Exercise:
Transcribe exactly the span of lines that begins the records and ends with the line holding "of the person", both boundary lines included.

(Region pointing data)
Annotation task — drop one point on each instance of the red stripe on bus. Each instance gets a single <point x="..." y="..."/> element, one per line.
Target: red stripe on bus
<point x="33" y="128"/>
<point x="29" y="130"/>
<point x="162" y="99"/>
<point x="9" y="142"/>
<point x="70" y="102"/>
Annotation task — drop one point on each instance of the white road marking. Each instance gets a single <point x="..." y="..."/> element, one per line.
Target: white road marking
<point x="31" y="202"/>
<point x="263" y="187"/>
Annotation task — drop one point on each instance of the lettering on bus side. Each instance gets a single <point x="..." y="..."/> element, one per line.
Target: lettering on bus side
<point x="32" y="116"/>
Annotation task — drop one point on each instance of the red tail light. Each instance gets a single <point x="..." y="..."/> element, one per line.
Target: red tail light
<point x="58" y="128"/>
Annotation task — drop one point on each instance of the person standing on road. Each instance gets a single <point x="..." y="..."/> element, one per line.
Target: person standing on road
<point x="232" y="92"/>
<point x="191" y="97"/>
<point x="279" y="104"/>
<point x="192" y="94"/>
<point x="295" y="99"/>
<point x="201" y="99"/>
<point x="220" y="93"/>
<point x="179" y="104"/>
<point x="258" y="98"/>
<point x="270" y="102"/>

Task solution:
Annotation task — drop one point on each instance of the red stripe on bus. Each instance gets a single <point x="..." y="..."/> element, one per line.
Target: red stripe on bus
<point x="33" y="128"/>
<point x="29" y="130"/>
<point x="162" y="99"/>
<point x="9" y="142"/>
<point x="70" y="102"/>
Annotation task — drop one point on each instance of the white road marking. Each instance gets a single <point x="..." y="..."/> element, one per line.
Target: white road marking
<point x="31" y="202"/>
<point x="263" y="187"/>
Annotation task — drop one point on each instance of the lettering on bus side. Each instance gets a single <point x="..." y="..."/> element, one per line.
Target: lettering on bus side
<point x="32" y="116"/>
Annotation task — drop one point on each instance of the red tail light. Each instance gets a single <point x="..." y="..."/> element, one per line.
Target: red tail light
<point x="58" y="128"/>
Annotation task — drop one point on each instance of the person standing on road. Each instance gets a single <point x="..." y="..."/> element, one per line.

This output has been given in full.